== Extract
Even its preparedness to go to war with Iraq without a mandate
from the UN security council is a defiance of international law
far graver than Saddam Hussein's non-compliance with UN weapons
inspectors.
But the US government's declaration of
impending war has, in truth, nothing to do with weapons inspections.
On Saturday John Bolton, the US official charged, hilariously,
with "arms control", told the Today programme that "our
policy ... insists on regime change in Baghdad and that policy
will not be altered, whether inspectors go in or not". The
US government's justification for whupping Saddam has now changed
twice. At first, Iraq was named as a potential target because
it was "assisting al-Qaida". This turned out to be untrue.
Then the US government claimed that Iraq had to be attacked because
it could be developing weapons of mass destruction, and was refusing
to allow the weapons inspectors to find out if this were so. Now,
as the promised evidence has failed to materialise, the weapons
issue has been dropped. The new reason for war is Saddam Hussein's
very existence. This, at least, has the advantage of being verifiable.
It should surely be obvious by now that the decision to wage war
on Iraq came first, and the justification later.
Other than the age-old issue of oil supply,
this is a war without strategic purpose. The US government is
not afraid of Saddam Hussein, however hard it tries to scare its
own people. There is no evidence that Iraq is sponsoring terrorism
against America. Saddam is well aware that if he attacks another
nation with weapons of mass destruction, he can expect to be nuked.
He presents no more of a threat to the world now than he has done
for the past 10 years.
But the US government has several pressing
domestic reasons for going to war. The first is that attacking
Iraq gives the impression that the flagging "war on terror"
is going somewhere. The second is that the people of all super-dominant
nations love war. As Bush found in Afghanistan, whacking foreigners
wins votes. Allied to this concern is the need to distract attention
from the financial scandals in which both the president and vice-president
are enmeshed. Already, in this respect, the impending war seems
to be working rather well.
====
== Listing
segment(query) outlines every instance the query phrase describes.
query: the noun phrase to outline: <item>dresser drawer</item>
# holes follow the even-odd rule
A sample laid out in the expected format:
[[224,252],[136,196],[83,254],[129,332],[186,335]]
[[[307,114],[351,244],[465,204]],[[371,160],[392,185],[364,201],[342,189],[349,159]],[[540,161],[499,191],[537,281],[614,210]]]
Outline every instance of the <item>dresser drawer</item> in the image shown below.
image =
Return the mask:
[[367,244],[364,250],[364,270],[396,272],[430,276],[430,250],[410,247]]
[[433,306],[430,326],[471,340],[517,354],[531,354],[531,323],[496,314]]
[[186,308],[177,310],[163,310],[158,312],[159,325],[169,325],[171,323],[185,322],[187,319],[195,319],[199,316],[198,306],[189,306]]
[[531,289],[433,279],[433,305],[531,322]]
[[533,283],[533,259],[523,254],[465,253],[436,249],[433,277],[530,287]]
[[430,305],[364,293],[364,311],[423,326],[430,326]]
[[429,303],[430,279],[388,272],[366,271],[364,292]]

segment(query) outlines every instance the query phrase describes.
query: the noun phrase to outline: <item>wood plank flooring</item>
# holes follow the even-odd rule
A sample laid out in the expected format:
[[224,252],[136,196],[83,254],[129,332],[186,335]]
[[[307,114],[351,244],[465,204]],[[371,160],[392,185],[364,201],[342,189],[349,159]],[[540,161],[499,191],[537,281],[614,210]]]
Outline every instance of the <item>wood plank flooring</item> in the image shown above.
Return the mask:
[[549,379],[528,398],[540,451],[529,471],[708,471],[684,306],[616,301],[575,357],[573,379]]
====
== Listing
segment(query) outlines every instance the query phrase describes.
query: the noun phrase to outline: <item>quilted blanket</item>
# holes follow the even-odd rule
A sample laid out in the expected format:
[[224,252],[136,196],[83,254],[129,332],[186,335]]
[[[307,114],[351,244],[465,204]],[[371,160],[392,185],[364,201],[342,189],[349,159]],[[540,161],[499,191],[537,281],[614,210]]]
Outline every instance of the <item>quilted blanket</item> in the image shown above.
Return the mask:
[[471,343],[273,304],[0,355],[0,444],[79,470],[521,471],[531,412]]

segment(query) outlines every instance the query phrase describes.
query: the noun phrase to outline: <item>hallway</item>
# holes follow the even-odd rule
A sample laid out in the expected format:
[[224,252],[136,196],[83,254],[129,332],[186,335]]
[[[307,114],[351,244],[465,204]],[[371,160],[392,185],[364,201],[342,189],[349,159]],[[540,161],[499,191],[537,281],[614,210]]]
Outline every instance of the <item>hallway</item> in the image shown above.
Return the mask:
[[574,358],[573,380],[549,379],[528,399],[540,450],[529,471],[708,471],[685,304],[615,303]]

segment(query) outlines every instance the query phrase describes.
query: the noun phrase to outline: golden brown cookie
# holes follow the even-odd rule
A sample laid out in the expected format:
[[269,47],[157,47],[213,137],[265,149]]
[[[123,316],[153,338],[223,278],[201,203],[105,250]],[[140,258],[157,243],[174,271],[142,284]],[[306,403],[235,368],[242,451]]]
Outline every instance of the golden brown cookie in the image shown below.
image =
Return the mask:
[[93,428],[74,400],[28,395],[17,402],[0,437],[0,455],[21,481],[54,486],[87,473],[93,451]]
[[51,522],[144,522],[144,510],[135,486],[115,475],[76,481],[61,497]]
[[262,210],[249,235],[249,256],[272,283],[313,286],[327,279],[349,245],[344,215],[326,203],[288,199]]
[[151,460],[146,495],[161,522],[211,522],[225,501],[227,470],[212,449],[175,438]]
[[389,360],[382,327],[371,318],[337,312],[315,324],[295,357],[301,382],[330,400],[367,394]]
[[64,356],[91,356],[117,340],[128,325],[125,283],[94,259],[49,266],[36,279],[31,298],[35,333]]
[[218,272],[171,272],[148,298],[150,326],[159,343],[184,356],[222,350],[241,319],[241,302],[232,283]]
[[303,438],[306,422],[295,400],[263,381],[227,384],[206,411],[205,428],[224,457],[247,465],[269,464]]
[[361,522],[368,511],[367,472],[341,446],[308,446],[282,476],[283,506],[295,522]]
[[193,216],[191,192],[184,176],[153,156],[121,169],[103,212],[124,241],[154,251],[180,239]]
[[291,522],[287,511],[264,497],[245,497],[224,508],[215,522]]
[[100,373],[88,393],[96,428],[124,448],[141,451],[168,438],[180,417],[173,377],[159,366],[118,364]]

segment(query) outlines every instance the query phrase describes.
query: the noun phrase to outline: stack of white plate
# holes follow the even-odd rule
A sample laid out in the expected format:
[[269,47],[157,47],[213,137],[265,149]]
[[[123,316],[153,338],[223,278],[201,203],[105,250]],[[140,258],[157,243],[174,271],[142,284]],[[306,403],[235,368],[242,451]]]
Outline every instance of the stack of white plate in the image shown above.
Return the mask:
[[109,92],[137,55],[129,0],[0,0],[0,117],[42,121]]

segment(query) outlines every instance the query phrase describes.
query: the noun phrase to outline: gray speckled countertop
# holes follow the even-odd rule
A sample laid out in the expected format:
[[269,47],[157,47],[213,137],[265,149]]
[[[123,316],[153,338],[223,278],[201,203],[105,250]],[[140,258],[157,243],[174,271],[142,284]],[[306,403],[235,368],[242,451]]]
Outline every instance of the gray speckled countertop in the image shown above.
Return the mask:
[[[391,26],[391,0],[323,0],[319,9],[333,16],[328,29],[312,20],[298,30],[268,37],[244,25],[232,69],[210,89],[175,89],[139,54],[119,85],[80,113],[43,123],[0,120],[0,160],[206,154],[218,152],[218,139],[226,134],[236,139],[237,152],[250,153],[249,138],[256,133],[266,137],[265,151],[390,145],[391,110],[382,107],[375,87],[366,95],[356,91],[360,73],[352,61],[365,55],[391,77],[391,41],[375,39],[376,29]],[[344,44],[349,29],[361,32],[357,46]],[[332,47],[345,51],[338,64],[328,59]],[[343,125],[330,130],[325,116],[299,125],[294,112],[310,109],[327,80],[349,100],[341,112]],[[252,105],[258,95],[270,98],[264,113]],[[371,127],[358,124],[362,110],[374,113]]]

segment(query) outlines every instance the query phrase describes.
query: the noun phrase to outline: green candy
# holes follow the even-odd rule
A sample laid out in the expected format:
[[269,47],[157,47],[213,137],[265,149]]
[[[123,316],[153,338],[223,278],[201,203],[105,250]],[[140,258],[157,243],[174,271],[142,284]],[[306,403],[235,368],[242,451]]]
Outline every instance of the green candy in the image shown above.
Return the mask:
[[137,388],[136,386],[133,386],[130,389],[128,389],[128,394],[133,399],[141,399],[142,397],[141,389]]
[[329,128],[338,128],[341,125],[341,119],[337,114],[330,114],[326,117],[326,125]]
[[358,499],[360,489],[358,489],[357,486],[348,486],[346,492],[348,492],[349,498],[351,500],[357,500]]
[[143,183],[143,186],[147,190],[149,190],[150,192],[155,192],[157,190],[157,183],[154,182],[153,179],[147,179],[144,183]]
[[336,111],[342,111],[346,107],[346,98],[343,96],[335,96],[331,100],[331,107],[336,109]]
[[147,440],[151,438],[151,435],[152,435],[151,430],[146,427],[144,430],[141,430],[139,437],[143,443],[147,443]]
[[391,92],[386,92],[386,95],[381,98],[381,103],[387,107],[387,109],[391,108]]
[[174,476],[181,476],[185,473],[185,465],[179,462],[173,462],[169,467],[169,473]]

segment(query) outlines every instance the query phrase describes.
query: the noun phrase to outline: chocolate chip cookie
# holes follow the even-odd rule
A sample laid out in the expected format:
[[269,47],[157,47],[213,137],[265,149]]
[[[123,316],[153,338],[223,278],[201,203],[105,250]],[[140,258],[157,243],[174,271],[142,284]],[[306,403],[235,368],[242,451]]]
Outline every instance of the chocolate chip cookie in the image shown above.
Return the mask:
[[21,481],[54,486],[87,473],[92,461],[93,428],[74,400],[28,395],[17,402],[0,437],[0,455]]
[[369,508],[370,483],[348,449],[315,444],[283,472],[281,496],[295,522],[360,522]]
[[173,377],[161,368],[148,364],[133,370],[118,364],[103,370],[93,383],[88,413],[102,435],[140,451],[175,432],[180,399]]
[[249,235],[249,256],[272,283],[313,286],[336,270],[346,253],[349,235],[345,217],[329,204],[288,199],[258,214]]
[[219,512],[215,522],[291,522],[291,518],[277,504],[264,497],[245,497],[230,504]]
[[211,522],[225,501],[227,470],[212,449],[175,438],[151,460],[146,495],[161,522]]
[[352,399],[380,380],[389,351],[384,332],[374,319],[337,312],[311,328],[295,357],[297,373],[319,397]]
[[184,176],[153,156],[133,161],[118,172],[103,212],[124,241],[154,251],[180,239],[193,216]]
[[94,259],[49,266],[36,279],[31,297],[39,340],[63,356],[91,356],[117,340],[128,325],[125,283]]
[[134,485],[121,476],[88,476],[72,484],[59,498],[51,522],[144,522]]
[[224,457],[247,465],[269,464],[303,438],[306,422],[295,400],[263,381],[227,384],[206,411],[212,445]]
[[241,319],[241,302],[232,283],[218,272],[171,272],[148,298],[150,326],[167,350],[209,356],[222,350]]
====
■ Requirements
a. Answer these from the Iraq war text:
(i) Who told the Today programme that the policy of regime change in Baghdad would not be altered?
(ii) What was the first reason given for naming Iraq as a potential target?
(iii) For how many past years, according to the text, has Saddam presented no more of a threat than he does now?
b. Reproduce the Iraq war text starting at "Other than the" and ending at "past 10 years.".
c. Write the next part of the text on the US case for war with Iraq, picking up after its final sentence.
The records have nothing to do with the text on the US case for war with Iraq.

■ Final answers
a.
(i) John Bolton
(ii) That it was "assisting al-Qaida"
(iii) 10 years

b.
Other than the age-old issue of oil supply,
this is a war without strategic purpose. The US government is
not afraid of Saddam Hussein, however hard it tries to scare its
own people. There is no evidence that Iraq is sponsoring terrorism
against America. Saddam is well aware that if he attacks another
nation with weapons of mass destruction, he can expect to be nuked.
He presents no more of a threat to the world now than he has done
for the past 10 years.

c.
The United States also possesses a vast
military-industrial complex that is in constant need of conflict
in order to justify its staggeringly expensive existence. Perhaps
more importantly than any of these factors, the hawks who control
the White House perceive that perpetual war results in the perpetual
demand for their services. And there is scarcely a better formula
for perpetual war, with both terrorists and other Arab nations,
than the invasion of Iraq. The hawks know that they will win,
whoever loses. In other words, if the US were not preparing to
attack Iraq, it would be preparing to attack another nation. The
US will go to war with that country because it needs a country
with which to go to war.
Tony Blair also has several pressing reasons
for supporting an invasion. By appeasing George Bush, he placates
Britain's rightwing press. Standing on Bush's shoulders, he can
assert a claim to global leadership more credible than that of
other European leaders, while defending Britain's anomalous position
as a permanent member of the UN security council. Within Europe,
his relationship with the president grants him the eminent role
of broker and interpreter of power.
By invoking the "special relationship",
Blair also avoids the greatest challenge any prime minister has
faced since the second world war. This challenge is to recognise
and act upon the conclusion of any objective analysis of global
power: namely that the greatest threat to world peace is not Saddam
Hussein, but George Bush. The nation that in the past has been
our firmest friend is becoming instead our foremost enemy.
As the US government discovers that it
can threaten and attack other nations with impunity, it will surely
soon begin to threaten countries that have numbered among its
allies. As its insatiable demand for resources prompts ever bolder
colonial adventures, it will come to interfere directly with the
strategic interests of other quasi-imperial states. As it refuses
to take responsibility for the consequences of the use of those
resources, it threatens the rest of the world with environmental
disaster. It has become openly contemptuous of other governments
and prepared to dispose of any treaty or agreement that impedes
its strategic objectives. It is starting to construct a new generation
of nuclear weapons, and appears to be ready to use them pre-emptively.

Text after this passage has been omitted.